» BRIEF: In the listing below, start your output at the line with "Exercise. Pick out the tree" and end it after the line with "Exercise. Pick out the grassy meadow", copying every line exactly.

» EXERCISE DATA:
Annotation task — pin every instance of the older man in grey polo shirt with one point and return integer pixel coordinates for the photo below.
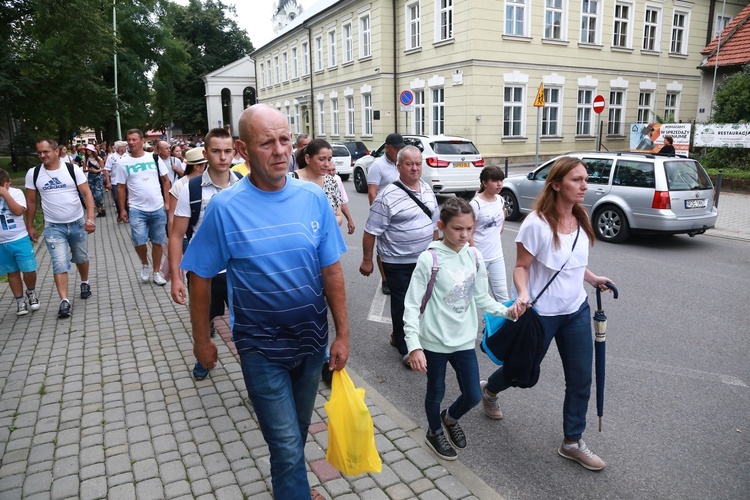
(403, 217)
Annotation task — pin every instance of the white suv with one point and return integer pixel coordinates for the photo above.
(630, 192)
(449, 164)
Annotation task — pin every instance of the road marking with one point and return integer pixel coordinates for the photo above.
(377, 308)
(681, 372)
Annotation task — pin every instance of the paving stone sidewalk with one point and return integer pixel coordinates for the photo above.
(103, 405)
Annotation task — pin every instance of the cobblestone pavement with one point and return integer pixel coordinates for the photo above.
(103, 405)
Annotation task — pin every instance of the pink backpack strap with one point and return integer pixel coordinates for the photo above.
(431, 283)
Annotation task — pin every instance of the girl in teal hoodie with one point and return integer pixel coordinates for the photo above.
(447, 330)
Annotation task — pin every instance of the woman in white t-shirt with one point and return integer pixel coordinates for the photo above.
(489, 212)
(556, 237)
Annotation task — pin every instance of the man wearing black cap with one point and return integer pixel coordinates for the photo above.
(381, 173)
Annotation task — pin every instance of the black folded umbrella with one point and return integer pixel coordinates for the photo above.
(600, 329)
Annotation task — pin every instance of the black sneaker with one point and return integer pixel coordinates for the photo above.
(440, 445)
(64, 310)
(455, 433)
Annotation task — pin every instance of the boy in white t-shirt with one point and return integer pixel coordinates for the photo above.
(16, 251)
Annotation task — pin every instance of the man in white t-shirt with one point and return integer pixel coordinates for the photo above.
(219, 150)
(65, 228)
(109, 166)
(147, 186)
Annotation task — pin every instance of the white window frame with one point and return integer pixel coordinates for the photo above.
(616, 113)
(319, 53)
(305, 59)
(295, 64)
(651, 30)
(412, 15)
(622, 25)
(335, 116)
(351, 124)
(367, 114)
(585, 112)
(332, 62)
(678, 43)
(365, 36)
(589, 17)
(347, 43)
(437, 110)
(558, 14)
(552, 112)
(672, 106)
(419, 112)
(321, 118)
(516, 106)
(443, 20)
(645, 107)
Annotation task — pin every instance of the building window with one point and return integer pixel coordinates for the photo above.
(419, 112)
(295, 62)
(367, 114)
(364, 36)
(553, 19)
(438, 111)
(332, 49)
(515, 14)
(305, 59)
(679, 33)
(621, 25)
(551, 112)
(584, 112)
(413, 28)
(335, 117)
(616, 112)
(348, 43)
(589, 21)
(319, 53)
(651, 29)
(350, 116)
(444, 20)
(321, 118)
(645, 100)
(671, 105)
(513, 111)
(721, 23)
---
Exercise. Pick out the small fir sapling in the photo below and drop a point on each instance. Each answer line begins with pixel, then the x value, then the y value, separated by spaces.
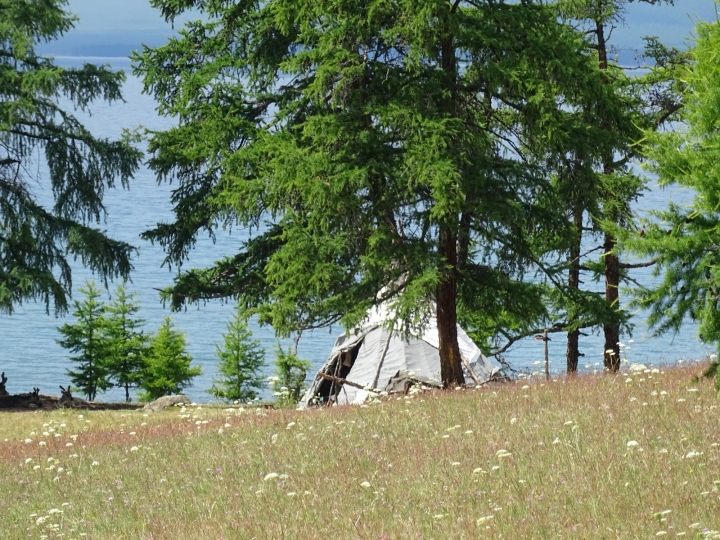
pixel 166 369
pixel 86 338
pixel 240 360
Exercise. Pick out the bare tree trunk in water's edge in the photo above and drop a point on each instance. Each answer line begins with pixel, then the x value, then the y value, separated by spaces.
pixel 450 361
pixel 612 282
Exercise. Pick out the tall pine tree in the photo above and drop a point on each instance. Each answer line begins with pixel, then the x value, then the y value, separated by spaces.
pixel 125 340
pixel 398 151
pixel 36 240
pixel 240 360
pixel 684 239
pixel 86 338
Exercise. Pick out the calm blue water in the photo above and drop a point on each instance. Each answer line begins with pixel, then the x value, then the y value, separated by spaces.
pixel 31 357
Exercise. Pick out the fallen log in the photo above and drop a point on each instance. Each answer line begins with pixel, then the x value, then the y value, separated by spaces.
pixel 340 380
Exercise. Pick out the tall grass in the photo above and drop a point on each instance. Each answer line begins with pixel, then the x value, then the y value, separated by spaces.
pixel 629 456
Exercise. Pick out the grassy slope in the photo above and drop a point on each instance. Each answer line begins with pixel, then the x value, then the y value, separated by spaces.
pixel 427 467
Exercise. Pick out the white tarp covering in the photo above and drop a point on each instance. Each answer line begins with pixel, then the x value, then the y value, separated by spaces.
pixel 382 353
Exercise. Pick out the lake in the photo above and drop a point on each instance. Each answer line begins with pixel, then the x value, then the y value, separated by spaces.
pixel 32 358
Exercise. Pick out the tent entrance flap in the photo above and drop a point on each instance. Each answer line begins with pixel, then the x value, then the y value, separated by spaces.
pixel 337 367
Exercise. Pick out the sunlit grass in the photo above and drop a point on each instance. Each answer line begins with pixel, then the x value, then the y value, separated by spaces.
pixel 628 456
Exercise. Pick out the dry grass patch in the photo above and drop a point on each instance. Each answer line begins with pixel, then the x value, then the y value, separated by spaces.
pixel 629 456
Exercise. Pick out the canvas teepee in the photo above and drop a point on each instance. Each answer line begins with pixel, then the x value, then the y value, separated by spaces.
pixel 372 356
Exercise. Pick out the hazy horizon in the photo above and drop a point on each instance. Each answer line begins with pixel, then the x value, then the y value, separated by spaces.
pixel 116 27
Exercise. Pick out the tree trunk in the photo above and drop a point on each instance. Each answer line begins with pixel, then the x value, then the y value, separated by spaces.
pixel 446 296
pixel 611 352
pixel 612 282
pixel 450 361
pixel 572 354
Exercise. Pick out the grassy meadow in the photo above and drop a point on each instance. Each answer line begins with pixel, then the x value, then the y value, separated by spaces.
---
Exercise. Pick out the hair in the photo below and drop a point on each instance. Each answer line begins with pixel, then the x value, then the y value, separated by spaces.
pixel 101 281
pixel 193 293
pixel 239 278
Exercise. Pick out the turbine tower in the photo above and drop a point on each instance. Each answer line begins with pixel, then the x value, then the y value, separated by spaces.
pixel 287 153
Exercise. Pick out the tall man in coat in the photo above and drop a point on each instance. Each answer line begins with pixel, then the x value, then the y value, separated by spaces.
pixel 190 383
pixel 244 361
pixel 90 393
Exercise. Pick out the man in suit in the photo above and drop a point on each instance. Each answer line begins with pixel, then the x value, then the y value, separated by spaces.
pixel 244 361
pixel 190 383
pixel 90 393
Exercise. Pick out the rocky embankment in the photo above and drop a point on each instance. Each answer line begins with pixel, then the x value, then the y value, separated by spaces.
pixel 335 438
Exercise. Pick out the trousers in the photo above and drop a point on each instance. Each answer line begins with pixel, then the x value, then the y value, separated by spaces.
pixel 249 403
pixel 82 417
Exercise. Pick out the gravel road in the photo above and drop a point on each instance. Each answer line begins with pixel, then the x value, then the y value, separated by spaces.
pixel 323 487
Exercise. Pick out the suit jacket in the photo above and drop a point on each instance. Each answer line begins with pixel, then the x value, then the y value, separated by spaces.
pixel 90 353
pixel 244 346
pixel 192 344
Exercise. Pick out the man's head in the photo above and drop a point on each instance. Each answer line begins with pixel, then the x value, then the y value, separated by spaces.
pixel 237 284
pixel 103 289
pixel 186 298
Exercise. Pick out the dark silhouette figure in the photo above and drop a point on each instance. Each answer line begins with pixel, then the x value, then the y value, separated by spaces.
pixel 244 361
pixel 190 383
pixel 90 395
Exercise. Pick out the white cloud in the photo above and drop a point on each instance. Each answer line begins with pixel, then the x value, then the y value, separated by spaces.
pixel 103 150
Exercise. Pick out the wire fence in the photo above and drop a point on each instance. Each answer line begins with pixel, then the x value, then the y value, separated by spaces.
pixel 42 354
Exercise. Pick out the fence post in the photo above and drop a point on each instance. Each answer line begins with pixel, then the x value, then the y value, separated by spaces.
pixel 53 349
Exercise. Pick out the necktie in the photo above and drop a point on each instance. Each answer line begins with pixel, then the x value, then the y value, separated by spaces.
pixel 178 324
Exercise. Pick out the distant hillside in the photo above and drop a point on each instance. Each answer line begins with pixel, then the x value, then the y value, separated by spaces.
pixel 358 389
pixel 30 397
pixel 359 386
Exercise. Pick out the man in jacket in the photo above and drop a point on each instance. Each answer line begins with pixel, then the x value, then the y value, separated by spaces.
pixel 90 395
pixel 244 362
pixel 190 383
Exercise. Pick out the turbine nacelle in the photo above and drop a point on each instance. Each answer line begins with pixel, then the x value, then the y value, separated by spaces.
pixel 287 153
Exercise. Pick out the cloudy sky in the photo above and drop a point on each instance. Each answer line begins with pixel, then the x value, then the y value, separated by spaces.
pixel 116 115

» TASK RESPONSE:
Exercise. Pick out the tree trunk in the photo above and drop a point on each instance. Each answer line begins with pixel, then the x value, then the y value, separated by spaces.
pixel 446 296
pixel 611 352
pixel 612 282
pixel 450 361
pixel 572 354
Exercise. Pick out the grassy meadow in the photo above and drop a point on each instance. Each answer line begins with pixel, then the x value, then the y value, separated by spaces.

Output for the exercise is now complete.